> PROBLEM STATEMENT
Put each line of the data below into a JSON list of strings, one string per line and no blank lines. Cover the stretch from the very start through the line that contains "[0,163,392,485]".

:: DATA FOR THE TASK

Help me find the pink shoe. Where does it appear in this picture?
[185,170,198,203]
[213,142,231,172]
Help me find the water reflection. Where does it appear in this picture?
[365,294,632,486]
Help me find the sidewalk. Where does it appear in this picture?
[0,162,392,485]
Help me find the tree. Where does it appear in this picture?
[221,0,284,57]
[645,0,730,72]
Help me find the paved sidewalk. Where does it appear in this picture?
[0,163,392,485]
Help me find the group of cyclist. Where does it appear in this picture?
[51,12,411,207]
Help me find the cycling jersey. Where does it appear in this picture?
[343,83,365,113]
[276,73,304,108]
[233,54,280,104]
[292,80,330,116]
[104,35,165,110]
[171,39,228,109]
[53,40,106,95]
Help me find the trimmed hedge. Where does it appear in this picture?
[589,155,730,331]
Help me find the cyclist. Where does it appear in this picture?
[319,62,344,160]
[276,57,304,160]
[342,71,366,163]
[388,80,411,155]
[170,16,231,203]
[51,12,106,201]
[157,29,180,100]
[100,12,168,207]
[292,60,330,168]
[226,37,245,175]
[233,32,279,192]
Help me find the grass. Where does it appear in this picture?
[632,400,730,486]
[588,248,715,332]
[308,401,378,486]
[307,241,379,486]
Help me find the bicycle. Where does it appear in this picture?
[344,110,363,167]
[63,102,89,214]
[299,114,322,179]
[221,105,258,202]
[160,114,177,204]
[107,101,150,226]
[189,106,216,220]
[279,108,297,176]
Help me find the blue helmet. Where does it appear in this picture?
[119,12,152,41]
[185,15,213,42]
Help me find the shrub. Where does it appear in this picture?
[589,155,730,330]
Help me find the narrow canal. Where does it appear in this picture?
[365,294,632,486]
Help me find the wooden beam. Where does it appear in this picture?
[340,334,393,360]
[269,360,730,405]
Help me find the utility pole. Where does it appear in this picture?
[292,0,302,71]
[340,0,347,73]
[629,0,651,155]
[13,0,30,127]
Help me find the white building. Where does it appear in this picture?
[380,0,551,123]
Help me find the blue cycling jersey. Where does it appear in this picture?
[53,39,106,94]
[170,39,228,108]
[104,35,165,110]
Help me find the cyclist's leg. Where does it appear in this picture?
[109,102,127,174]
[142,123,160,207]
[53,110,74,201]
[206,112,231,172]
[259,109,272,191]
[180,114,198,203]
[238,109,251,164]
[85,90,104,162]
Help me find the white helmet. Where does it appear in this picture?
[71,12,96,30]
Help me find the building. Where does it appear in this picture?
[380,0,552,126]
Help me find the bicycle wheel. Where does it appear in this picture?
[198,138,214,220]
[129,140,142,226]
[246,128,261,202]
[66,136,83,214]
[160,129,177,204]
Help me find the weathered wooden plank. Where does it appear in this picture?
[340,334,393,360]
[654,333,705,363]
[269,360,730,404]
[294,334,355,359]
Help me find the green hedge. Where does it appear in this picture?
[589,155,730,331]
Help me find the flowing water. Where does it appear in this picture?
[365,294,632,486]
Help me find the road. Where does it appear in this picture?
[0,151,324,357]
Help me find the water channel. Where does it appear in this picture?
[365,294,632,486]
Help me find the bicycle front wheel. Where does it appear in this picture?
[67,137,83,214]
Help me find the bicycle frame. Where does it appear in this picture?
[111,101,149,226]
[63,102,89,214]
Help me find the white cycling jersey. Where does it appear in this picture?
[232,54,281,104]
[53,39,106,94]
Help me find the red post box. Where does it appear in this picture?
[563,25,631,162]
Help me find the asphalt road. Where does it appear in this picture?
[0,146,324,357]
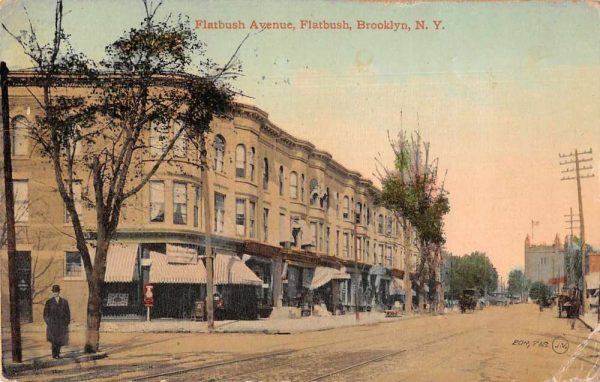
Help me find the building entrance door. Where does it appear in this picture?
[16,251,33,322]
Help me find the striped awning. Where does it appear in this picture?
[148,251,206,284]
[390,277,405,295]
[105,243,138,283]
[213,253,263,285]
[310,267,350,289]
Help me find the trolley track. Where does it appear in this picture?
[128,331,474,381]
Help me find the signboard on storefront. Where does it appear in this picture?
[144,284,154,307]
[106,293,129,306]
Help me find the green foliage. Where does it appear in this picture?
[446,252,498,298]
[508,269,529,296]
[529,281,551,305]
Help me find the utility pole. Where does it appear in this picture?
[564,207,579,244]
[558,149,594,314]
[354,206,364,321]
[200,134,215,331]
[0,61,22,363]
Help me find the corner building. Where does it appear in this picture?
[3,73,418,327]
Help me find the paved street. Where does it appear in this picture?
[11,304,600,381]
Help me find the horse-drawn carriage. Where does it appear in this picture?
[458,289,479,313]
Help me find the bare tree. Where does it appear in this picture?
[3,0,241,352]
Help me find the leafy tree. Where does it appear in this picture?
[376,131,450,311]
[3,0,241,352]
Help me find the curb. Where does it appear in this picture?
[2,352,108,377]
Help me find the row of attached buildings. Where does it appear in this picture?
[525,234,600,296]
[2,73,418,328]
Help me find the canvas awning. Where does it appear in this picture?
[105,243,138,283]
[390,277,404,295]
[148,251,206,284]
[310,267,350,289]
[213,253,263,285]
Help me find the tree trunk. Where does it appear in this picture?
[434,247,444,313]
[84,237,110,353]
[402,220,412,314]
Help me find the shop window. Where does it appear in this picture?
[290,171,298,199]
[173,182,187,224]
[194,186,202,227]
[342,196,350,220]
[173,121,187,158]
[263,158,269,191]
[248,147,256,182]
[150,121,169,157]
[64,180,83,223]
[214,192,225,233]
[263,208,269,242]
[248,201,256,237]
[214,135,225,173]
[150,180,165,223]
[235,145,246,178]
[235,198,246,236]
[65,252,84,279]
[11,115,29,156]
[13,180,29,223]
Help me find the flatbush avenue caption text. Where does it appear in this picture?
[195,19,446,32]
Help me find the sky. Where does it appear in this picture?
[0,0,600,280]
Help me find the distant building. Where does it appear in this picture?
[525,234,567,292]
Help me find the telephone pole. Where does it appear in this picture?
[0,61,22,362]
[564,207,579,243]
[558,149,594,314]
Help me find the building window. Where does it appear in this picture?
[11,115,29,156]
[248,201,256,237]
[354,203,362,224]
[150,180,165,223]
[215,192,225,232]
[214,135,225,172]
[319,223,325,252]
[173,182,187,224]
[342,196,350,220]
[173,121,187,158]
[13,180,29,223]
[194,186,201,227]
[64,180,82,223]
[310,222,317,250]
[342,233,350,257]
[290,171,298,199]
[263,208,269,241]
[65,252,83,278]
[263,158,269,191]
[277,166,283,196]
[308,178,319,206]
[235,198,246,236]
[150,121,169,157]
[235,145,246,178]
[248,147,256,182]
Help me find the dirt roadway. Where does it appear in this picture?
[12,305,600,382]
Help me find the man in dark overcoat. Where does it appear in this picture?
[44,285,71,359]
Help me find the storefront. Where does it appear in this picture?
[213,253,264,320]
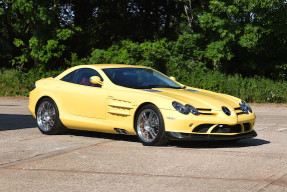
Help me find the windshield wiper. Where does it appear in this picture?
[148,85,181,89]
[129,85,181,89]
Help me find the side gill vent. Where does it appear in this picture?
[143,89,162,92]
[184,89,199,92]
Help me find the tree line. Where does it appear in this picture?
[0,0,287,81]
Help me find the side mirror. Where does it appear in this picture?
[169,76,176,81]
[90,76,104,86]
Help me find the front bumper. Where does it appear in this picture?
[166,130,257,141]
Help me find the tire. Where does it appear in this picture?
[135,104,167,146]
[36,98,66,135]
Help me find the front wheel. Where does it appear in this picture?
[135,104,167,146]
[36,98,65,135]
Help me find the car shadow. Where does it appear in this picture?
[67,130,270,148]
[67,129,139,142]
[170,138,271,149]
[0,114,37,131]
[0,114,270,148]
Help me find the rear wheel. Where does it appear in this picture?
[36,98,65,135]
[135,104,167,146]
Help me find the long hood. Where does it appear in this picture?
[154,88,240,110]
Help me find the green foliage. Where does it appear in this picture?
[0,69,62,96]
[89,39,170,72]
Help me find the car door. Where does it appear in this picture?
[59,68,107,119]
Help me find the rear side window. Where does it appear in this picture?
[73,68,103,87]
[61,70,77,82]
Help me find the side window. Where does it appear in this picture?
[61,70,77,82]
[73,68,103,87]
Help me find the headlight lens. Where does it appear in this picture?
[172,101,189,115]
[172,101,199,115]
[239,101,252,114]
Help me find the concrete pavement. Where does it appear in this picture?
[0,98,287,192]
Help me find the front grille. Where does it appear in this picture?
[234,107,244,115]
[196,108,216,115]
[211,124,242,133]
[192,124,213,133]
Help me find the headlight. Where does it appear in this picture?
[185,105,199,115]
[239,101,252,114]
[172,101,189,115]
[172,101,199,115]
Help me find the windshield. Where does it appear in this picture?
[103,67,181,89]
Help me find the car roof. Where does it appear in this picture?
[92,64,148,69]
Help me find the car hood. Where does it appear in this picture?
[150,88,241,110]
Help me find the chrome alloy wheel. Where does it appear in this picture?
[37,101,56,131]
[137,109,159,142]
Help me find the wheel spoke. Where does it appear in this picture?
[142,113,148,121]
[149,129,156,139]
[37,101,56,131]
[148,111,155,122]
[137,109,162,143]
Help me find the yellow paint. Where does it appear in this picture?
[29,64,255,135]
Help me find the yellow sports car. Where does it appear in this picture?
[29,64,257,145]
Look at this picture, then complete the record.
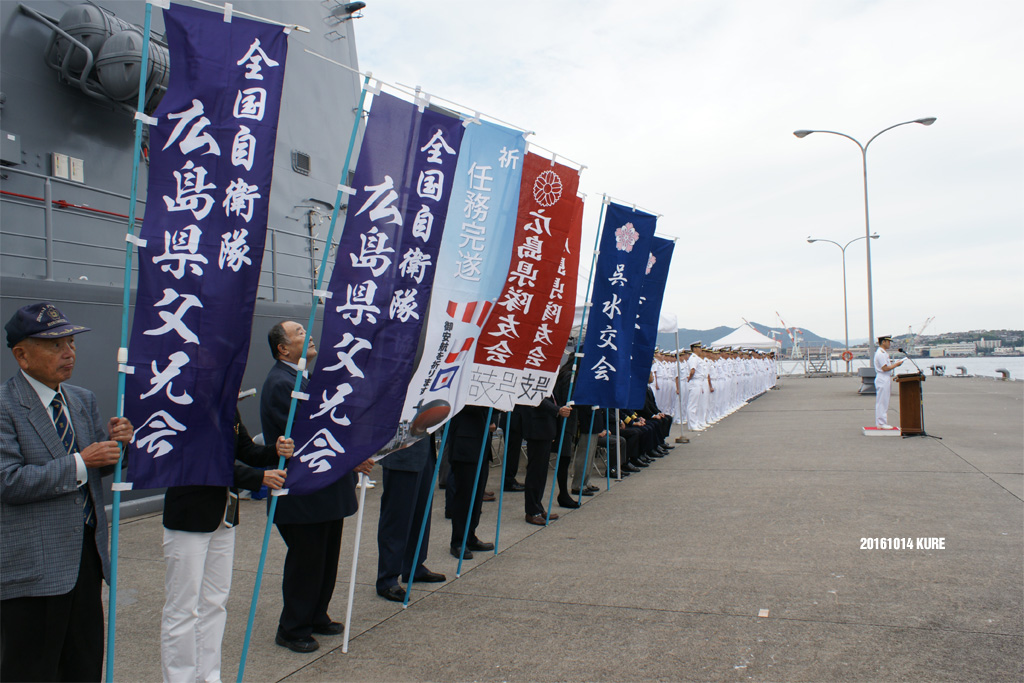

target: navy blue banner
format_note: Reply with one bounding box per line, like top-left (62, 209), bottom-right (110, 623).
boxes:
top-left (572, 204), bottom-right (657, 408)
top-left (280, 94), bottom-right (465, 495)
top-left (125, 5), bottom-right (288, 488)
top-left (629, 238), bottom-right (676, 410)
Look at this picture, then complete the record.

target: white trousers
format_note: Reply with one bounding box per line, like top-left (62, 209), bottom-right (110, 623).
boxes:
top-left (160, 523), bottom-right (234, 683)
top-left (874, 375), bottom-right (893, 427)
top-left (686, 380), bottom-right (705, 430)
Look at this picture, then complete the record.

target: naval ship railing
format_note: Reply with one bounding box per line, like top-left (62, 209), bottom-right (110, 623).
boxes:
top-left (0, 167), bottom-right (336, 303)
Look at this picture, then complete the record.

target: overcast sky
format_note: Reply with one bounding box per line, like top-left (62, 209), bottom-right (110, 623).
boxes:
top-left (354, 0), bottom-right (1024, 340)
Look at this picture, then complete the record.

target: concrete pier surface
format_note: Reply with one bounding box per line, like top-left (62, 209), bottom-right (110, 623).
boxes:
top-left (105, 377), bottom-right (1024, 681)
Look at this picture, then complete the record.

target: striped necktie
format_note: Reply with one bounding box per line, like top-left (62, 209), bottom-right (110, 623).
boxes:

::::

> THE REPLY
[
  "Help me find the pink shoe. Where does it appear in this picture?",
  "[185,170,198,203]",
  "[213,142,231,172]",
  "Help me find the water reflection. Where does it appear in this picture?",
  "[365,294,632,486]",
  "Help me find the sidewalk. Where does it appear in this picture?",
  "[0,162,392,485]",
  "Help me find the tree. Where does it appear in this picture?",
  "[221,0,284,57]",
  "[645,0,730,72]",
  "Help me find the paved sidewalk. Where does it appear in this picture?",
  "[0,163,392,485]"
]